=== Set task ===
Could you render all of the material below as a JSON list of strings, one string for each line with blank lines left out, and omit the pictures?

=== Input rows ===

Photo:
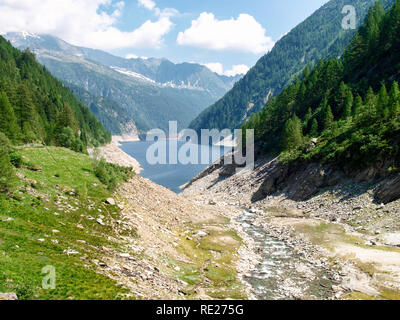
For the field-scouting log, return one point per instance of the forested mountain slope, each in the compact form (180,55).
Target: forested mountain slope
(35,106)
(345,111)
(320,36)
(114,118)
(150,91)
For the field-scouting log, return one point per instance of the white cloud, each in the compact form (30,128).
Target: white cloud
(151,5)
(215,67)
(148,4)
(241,34)
(219,69)
(81,22)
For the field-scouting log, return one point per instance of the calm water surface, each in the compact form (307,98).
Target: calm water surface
(170,176)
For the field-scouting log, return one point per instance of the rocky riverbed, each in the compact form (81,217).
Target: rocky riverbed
(347,241)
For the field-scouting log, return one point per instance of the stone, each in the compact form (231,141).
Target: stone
(388,191)
(110,201)
(8,296)
(202,234)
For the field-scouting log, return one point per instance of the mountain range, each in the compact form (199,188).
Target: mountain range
(128,95)
(320,36)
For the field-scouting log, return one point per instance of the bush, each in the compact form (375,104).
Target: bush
(68,139)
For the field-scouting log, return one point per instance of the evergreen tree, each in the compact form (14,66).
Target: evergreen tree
(383,102)
(394,99)
(7,176)
(314,129)
(358,105)
(293,135)
(348,105)
(329,118)
(8,121)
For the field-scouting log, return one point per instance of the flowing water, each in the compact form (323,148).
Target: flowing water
(282,274)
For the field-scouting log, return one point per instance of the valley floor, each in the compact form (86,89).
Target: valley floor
(341,229)
(145,242)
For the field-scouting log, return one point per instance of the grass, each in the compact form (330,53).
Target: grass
(214,258)
(47,215)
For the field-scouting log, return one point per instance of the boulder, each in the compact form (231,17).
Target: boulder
(388,191)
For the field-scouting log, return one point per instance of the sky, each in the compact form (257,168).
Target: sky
(228,36)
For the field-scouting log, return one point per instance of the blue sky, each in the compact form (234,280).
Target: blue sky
(276,17)
(220,33)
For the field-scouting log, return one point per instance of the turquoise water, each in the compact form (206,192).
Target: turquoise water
(171,176)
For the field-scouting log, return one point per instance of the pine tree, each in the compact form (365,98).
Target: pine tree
(66,118)
(383,102)
(348,106)
(293,134)
(307,119)
(358,105)
(329,118)
(340,98)
(394,99)
(8,121)
(314,129)
(7,176)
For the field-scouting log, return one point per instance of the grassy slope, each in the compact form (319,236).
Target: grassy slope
(47,220)
(22,255)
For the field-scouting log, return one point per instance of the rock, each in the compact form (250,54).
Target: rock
(388,191)
(227,170)
(110,201)
(391,239)
(8,296)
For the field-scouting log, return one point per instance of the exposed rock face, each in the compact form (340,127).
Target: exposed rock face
(388,190)
(8,296)
(299,182)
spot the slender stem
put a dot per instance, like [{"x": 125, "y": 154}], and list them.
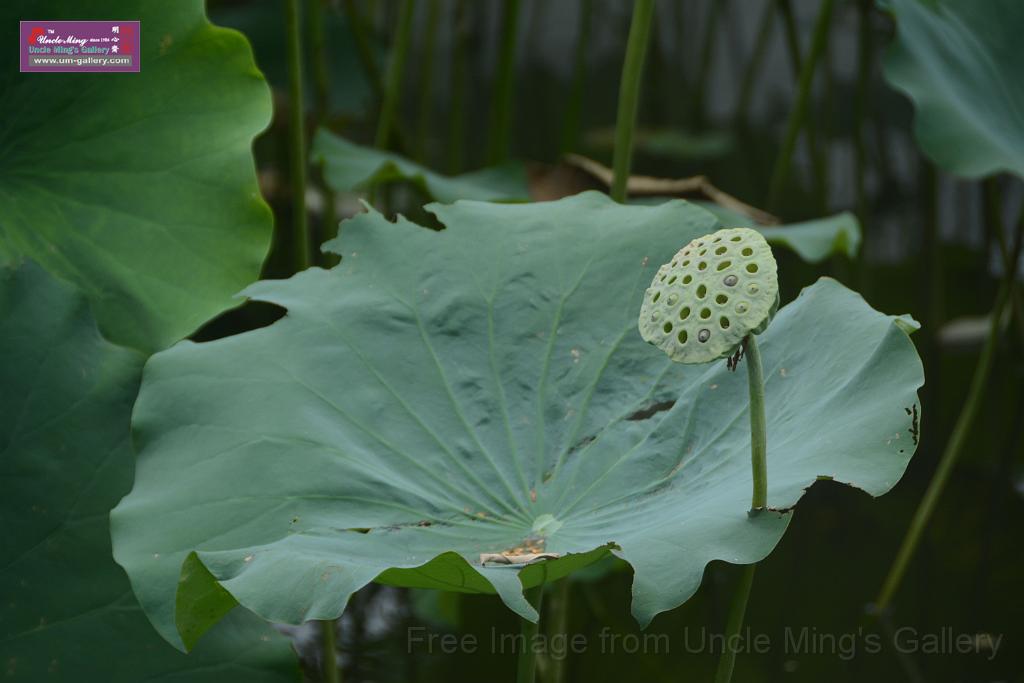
[
  {"x": 558, "y": 614},
  {"x": 954, "y": 445},
  {"x": 759, "y": 439},
  {"x": 297, "y": 143},
  {"x": 332, "y": 674},
  {"x": 501, "y": 103},
  {"x": 734, "y": 623},
  {"x": 395, "y": 72},
  {"x": 799, "y": 114},
  {"x": 864, "y": 50},
  {"x": 457, "y": 110},
  {"x": 754, "y": 66},
  {"x": 526, "y": 667},
  {"x": 426, "y": 79},
  {"x": 629, "y": 95},
  {"x": 573, "y": 110},
  {"x": 322, "y": 80}
]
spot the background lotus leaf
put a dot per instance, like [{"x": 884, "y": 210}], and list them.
[
  {"x": 67, "y": 610},
  {"x": 139, "y": 188}
]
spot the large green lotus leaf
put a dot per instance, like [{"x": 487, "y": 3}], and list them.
[
  {"x": 67, "y": 610},
  {"x": 349, "y": 167},
  {"x": 961, "y": 62},
  {"x": 442, "y": 395},
  {"x": 139, "y": 188}
]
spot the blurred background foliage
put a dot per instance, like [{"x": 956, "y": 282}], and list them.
[{"x": 720, "y": 82}]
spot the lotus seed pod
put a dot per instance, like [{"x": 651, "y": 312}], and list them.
[{"x": 716, "y": 290}]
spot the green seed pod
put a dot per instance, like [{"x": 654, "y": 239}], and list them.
[{"x": 716, "y": 290}]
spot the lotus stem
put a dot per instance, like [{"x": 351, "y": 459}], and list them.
[
  {"x": 501, "y": 103},
  {"x": 629, "y": 95},
  {"x": 759, "y": 439},
  {"x": 331, "y": 672},
  {"x": 526, "y": 667},
  {"x": 395, "y": 72},
  {"x": 297, "y": 144},
  {"x": 737, "y": 610},
  {"x": 799, "y": 114},
  {"x": 558, "y": 613},
  {"x": 956, "y": 439}
]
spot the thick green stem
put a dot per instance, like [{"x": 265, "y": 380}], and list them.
[
  {"x": 629, "y": 95},
  {"x": 331, "y": 672},
  {"x": 759, "y": 439},
  {"x": 954, "y": 445},
  {"x": 426, "y": 79},
  {"x": 297, "y": 142},
  {"x": 395, "y": 72},
  {"x": 558, "y": 614},
  {"x": 526, "y": 666},
  {"x": 799, "y": 114},
  {"x": 501, "y": 103},
  {"x": 734, "y": 623}
]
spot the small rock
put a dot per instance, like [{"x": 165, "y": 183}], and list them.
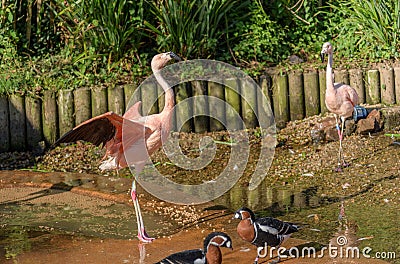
[
  {"x": 366, "y": 126},
  {"x": 370, "y": 124}
]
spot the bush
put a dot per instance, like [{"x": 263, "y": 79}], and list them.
[
  {"x": 370, "y": 29},
  {"x": 260, "y": 39},
  {"x": 194, "y": 29}
]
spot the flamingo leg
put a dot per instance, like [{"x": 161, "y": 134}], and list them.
[
  {"x": 142, "y": 235},
  {"x": 340, "y": 134},
  {"x": 344, "y": 163}
]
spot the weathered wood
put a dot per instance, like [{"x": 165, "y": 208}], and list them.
[
  {"x": 115, "y": 99},
  {"x": 99, "y": 100},
  {"x": 161, "y": 97},
  {"x": 311, "y": 93},
  {"x": 254, "y": 198},
  {"x": 238, "y": 196},
  {"x": 82, "y": 103},
  {"x": 50, "y": 117},
  {"x": 280, "y": 100},
  {"x": 200, "y": 108},
  {"x": 17, "y": 122},
  {"x": 322, "y": 90},
  {"x": 248, "y": 91},
  {"x": 387, "y": 86},
  {"x": 397, "y": 84},
  {"x": 217, "y": 111},
  {"x": 356, "y": 77},
  {"x": 233, "y": 100},
  {"x": 4, "y": 124},
  {"x": 148, "y": 92},
  {"x": 264, "y": 102},
  {"x": 372, "y": 88},
  {"x": 34, "y": 132},
  {"x": 184, "y": 110},
  {"x": 131, "y": 94},
  {"x": 296, "y": 96},
  {"x": 66, "y": 119},
  {"x": 341, "y": 76}
]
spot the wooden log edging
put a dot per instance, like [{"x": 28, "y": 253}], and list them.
[{"x": 292, "y": 96}]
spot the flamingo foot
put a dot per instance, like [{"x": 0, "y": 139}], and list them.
[
  {"x": 142, "y": 236},
  {"x": 338, "y": 169},
  {"x": 345, "y": 164}
]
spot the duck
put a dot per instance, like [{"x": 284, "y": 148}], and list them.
[
  {"x": 210, "y": 254},
  {"x": 263, "y": 232}
]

=== Solution below ===
[
  "Photo:",
  "For the field-scouting log, return one point per instance of the forested mountain slope, each in the compact form (180,55).",
  "Target: forested mountain slope",
  "(35,106)",
  "(345,111)",
  "(320,36)",
  "(114,118)",
  "(150,91)",
  "For the field-scouting log, return one point per instance of the white cloud, each in the compact form (30,128).",
  "Target: white cloud",
  "(151,5)",
  "(215,67)",
  "(148,4)",
  "(241,34)",
  "(219,69)",
  "(81,22)",
  "For the field-scouting log, return one point per instance of the calm water surface, each in the compact form (307,98).",
  "Target: calm water surface",
  "(170,176)",
  "For the field-scouting log, return one point per instance of the rocky riverbed, each in the compact form (81,217).",
  "Target: rocky riverbed",
  "(347,241)",
  "For the field-scouting log, return one point per instance of the stone, each in the compact form (231,141).",
  "Target: stone",
  "(388,191)",
  "(110,201)",
  "(8,296)",
  "(202,234)",
  "For the field-scouting log, return one point per instance of the mountain range, each in the compact form (199,188).",
  "Target: mountain range",
  "(128,95)",
  "(320,36)",
  "For the field-scouting log, return one point per instance of the bush, each in the compact form (375,104).",
  "Target: bush",
  "(68,139)",
  "For the field-scouting log, return one point per instance of the evergreen tree, each in the compact form (14,66).",
  "Target: evergreen tree",
  "(383,102)",
  "(394,99)",
  "(7,176)",
  "(314,129)",
  "(358,105)",
  "(293,135)",
  "(348,105)",
  "(329,118)",
  "(8,121)",
  "For the field-scouting log, return one point per instance of the flowing water, each in the compact form (323,148).",
  "Target: flowing water",
  "(282,274)",
  "For the field-scouting log, return one point per instance of the valley floor, each in the compact form (86,89).",
  "Target: valley floor",
  "(341,229)",
  "(145,242)",
  "For the field-scouting log, return one point per instance of the grass, each in the compact form (330,53).",
  "Target: grass",
  "(214,258)",
  "(47,215)",
  "For the field-scouting log, return one point per instance of the boulder, each in the compact form (231,17).",
  "Target: boulder",
  "(388,191)",
  "For the field-scouting log, return one point per instance of the sky, each in the compact form (257,168).",
  "Target: sky",
  "(228,36)",
  "For the field-scouting log, return one point per instance of the blue sky, each in the compact form (234,280).",
  "Target: blue sky",
  "(276,17)",
  "(220,33)",
  "For the field-scouting log, return one point per instance of the turquoise water, each in the compact form (206,192).",
  "Target: turquoise water",
  "(171,176)",
  "For the field-scouting log, return one point per instance of the pine tree, each in the compact form (365,98).",
  "Target: pine tree",
  "(66,118)",
  "(383,102)",
  "(348,106)",
  "(293,134)",
  "(307,119)",
  "(358,105)",
  "(329,118)",
  "(340,98)",
  "(394,99)",
  "(8,121)",
  "(314,129)",
  "(7,176)",
  "For the field-scouting log, return one point per instance of the grassy slope, each in the compact form (319,236).",
  "Target: grassy slope",
  "(47,220)",
  "(22,255)",
  "For the field-scouting log, return one point per instance of the rock, each in the compact form (250,54).",
  "Target: rock",
  "(388,191)",
  "(227,170)",
  "(110,201)",
  "(391,239)",
  "(8,296)",
  "For the field-scouting log, return one point per instance of the exposed rock face, each in the compact form (340,127).",
  "Target: exposed rock face",
  "(388,190)",
  "(8,296)",
  "(299,182)",
  "spot the slender stem",
  "put a dot per instance, like [{\"x\": 125, \"y\": 154}], and list them.",
  "[",
  "  {\"x\": 558, \"y\": 614},",
  "  {\"x\": 954, \"y\": 445},",
  "  {\"x\": 759, \"y\": 439},",
  "  {\"x\": 297, \"y\": 143},",
  "  {\"x\": 332, \"y\": 674},",
  "  {\"x\": 501, \"y\": 103},",
  "  {\"x\": 734, \"y\": 623},",
  "  {\"x\": 395, \"y\": 72},",
  "  {\"x\": 799, \"y\": 114},",
  "  {\"x\": 864, \"y\": 50},",
  "  {\"x\": 457, \"y\": 110},",
  "  {\"x\": 754, \"y\": 66},",
  "  {\"x\": 526, \"y\": 667},",
  "  {\"x\": 426, \"y\": 79},",
  "  {\"x\": 629, \"y\": 95},",
  "  {\"x\": 573, \"y\": 110},",
  "  {\"x\": 322, \"y\": 80}",
  "]",
  "spot the background lotus leaf",
  "put a dot per instance, like [{\"x\": 884, \"y\": 210}], and list them.",
  "[",
  "  {\"x\": 67, \"y\": 610},",
  "  {\"x\": 139, \"y\": 188}",
  "]",
  "spot the large green lotus leaf",
  "put a dot per instance, like [{\"x\": 487, \"y\": 3}], and list them.",
  "[",
  "  {\"x\": 67, \"y\": 610},",
  "  {\"x\": 349, \"y\": 167},",
  "  {\"x\": 961, \"y\": 62},",
  "  {\"x\": 442, \"y\": 395},",
  "  {\"x\": 139, \"y\": 188}",
  "]",
  "spot the blurred background foliage",
  "put a dot per instance, like [{\"x\": 956, \"y\": 282}], and list them.",
  "[{\"x\": 720, \"y\": 82}]",
  "spot the lotus seed pod",
  "put a dot per instance, like [{\"x\": 651, \"y\": 312}], and list them.",
  "[{\"x\": 716, \"y\": 290}]",
  "spot the green seed pod",
  "put a dot per instance, like [{\"x\": 654, \"y\": 239}], and list them.",
  "[{\"x\": 716, \"y\": 290}]",
  "spot the lotus stem",
  "put a dot per instance, like [{\"x\": 351, \"y\": 459}], and list them.",
  "[",
  "  {\"x\": 501, \"y\": 103},",
  "  {\"x\": 629, \"y\": 95},",
  "  {\"x\": 759, \"y\": 439},",
  "  {\"x\": 331, \"y\": 672},",
  "  {\"x\": 526, \"y\": 667},",
  "  {\"x\": 395, \"y\": 72},",
  "  {\"x\": 297, \"y\": 144},",
  "  {\"x\": 737, \"y\": 610},",
  "  {\"x\": 799, \"y\": 114},",
  "  {\"x\": 558, \"y\": 613},",
  "  {\"x\": 956, \"y\": 439}",
  "]",
  "spot the thick green stem",
  "put a dot per instance, like [{\"x\": 265, \"y\": 380}], and list them.",
  "[",
  "  {\"x\": 629, \"y\": 95},",
  "  {\"x\": 331, \"y\": 672},",
  "  {\"x\": 759, \"y\": 439},",
  "  {\"x\": 954, \"y\": 445},",
  "  {\"x\": 426, \"y\": 79},",
  "  {\"x\": 297, \"y\": 142},",
  "  {\"x\": 395, \"y\": 72},",
  "  {\"x\": 558, \"y\": 614},",
  "  {\"x\": 526, \"y\": 666},",
  "  {\"x\": 799, \"y\": 114},",
  "  {\"x\": 501, \"y\": 103},",
  "  {\"x\": 734, \"y\": 623}",
  "]",
  "spot the small rock",
  "put a dot per instance, like [{\"x\": 165, \"y\": 183}], and list them.",
  "[",
  "  {\"x\": 366, \"y\": 126},",
  "  {\"x\": 370, \"y\": 124}",
  "]",
  "spot the bush",
  "put a dot per instance, like [{\"x\": 263, \"y\": 79}], and list them.",
  "[",
  "  {\"x\": 370, \"y\": 29},",
  "  {\"x\": 260, \"y\": 39},",
  "  {\"x\": 194, \"y\": 29}",
  "]",
  "spot the flamingo leg",
  "put a dot per instance, like [{\"x\": 161, \"y\": 134}], and list them.",
  "[",
  "  {\"x\": 142, \"y\": 235},",
  "  {\"x\": 340, \"y\": 134},",
  "  {\"x\": 344, \"y\": 163}",
  "]",
  "spot the weathered wood",
  "put a dot per instance, like [{\"x\": 165, \"y\": 208}], and list them.",
  "[",
  "  {\"x\": 115, \"y\": 99},",
  "  {\"x\": 99, \"y\": 100},",
  "  {\"x\": 161, \"y\": 97},",
  "  {\"x\": 311, \"y\": 93},",
  "  {\"x\": 254, \"y\": 198},",
  "  {\"x\": 238, \"y\": 196},",
  "  {\"x\": 82, \"y\": 103},",
  "  {\"x\": 50, \"y\": 117},",
  "  {\"x\": 280, \"y\": 100},",
  "  {\"x\": 200, \"y\": 108},",
  "  {\"x\": 17, \"y\": 122},",
  "  {\"x\": 322, \"y\": 90},",
  "  {\"x\": 248, \"y\": 91},",
  "  {\"x\": 387, \"y\": 86},",
  "  {\"x\": 397, \"y\": 84},",
  "  {\"x\": 217, \"y\": 111},",
  "  {\"x\": 356, \"y\": 77},",
  "  {\"x\": 233, \"y\": 100},",
  "  {\"x\": 4, \"y\": 124},",
  "  {\"x\": 148, \"y\": 92},",
  "  {\"x\": 264, \"y\": 102},",
  "  {\"x\": 372, \"y\": 88},",
  "  {\"x\": 34, \"y\": 132},",
  "  {\"x\": 184, \"y\": 110},",
  "  {\"x\": 131, \"y\": 94},",
  "  {\"x\": 296, \"y\": 96},",
  "  {\"x\": 66, \"y\": 119},",
  "  {\"x\": 341, \"y\": 76}",
  "]",
  "spot the wooden log edging",
  "put a dot per instance, like [{\"x\": 28, \"y\": 253}], and list them.",
  "[{\"x\": 292, \"y\": 96}]",
  "spot the flamingo foot",
  "put a dot per instance, like [{\"x\": 0, \"y\": 139}], and list them.",
  "[",
  "  {\"x\": 142, \"y\": 236},",
  "  {\"x\": 338, \"y\": 169},",
  "  {\"x\": 345, \"y\": 164}",
  "]",
  "spot the duck",
  "put a dot per instance, like [{\"x\": 284, \"y\": 148}], and list them.",
  "[",
  "  {\"x\": 210, \"y\": 254},",
  "  {\"x\": 263, \"y\": 232}",
  "]"
]